> [What is needed]: Return the line that contains "Question 4: What bounding box encloses the fox whisker" plus every line after it to the end of the entries below, exactly as given, and stop there.

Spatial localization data
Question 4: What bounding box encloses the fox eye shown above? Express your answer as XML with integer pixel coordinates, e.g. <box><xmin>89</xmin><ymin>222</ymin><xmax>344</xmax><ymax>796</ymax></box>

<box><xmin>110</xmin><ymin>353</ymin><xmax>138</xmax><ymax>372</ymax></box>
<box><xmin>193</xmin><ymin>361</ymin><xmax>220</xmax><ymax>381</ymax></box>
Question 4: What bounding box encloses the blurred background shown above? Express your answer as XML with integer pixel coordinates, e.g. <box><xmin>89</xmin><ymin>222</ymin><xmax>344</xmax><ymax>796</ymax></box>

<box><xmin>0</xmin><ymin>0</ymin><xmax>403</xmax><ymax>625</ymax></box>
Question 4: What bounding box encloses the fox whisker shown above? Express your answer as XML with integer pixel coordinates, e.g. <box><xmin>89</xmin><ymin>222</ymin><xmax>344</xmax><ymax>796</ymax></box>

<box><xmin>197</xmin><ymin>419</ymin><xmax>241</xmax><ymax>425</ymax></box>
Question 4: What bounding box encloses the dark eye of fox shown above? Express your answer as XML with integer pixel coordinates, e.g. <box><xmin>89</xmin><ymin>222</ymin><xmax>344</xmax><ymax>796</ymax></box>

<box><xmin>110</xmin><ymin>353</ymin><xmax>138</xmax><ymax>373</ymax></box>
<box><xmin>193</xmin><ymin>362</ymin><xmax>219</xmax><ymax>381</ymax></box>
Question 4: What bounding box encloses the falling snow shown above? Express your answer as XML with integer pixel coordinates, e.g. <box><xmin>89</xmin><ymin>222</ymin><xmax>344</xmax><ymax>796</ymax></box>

> [Solution to this problem]:
Question 4: What bounding box encloses the fox whisker shown above? Express your answer as XML with integer pixel coordinates, e.g. <box><xmin>89</xmin><ymin>222</ymin><xmax>344</xmax><ymax>796</ymax></box>

<box><xmin>197</xmin><ymin>419</ymin><xmax>241</xmax><ymax>425</ymax></box>
Question 4: What bounding box encloses the dark eye of fox shown above? Express your answer as XML with integer pixel coordinates, e.g. <box><xmin>89</xmin><ymin>222</ymin><xmax>344</xmax><ymax>796</ymax></box>

<box><xmin>110</xmin><ymin>353</ymin><xmax>138</xmax><ymax>373</ymax></box>
<box><xmin>193</xmin><ymin>362</ymin><xmax>219</xmax><ymax>381</ymax></box>
Question 4: What bounding box encloses the falling snow shown above? Express your answer as XML with integer pixel coordinates, e.g. <box><xmin>89</xmin><ymin>222</ymin><xmax>344</xmax><ymax>796</ymax></box>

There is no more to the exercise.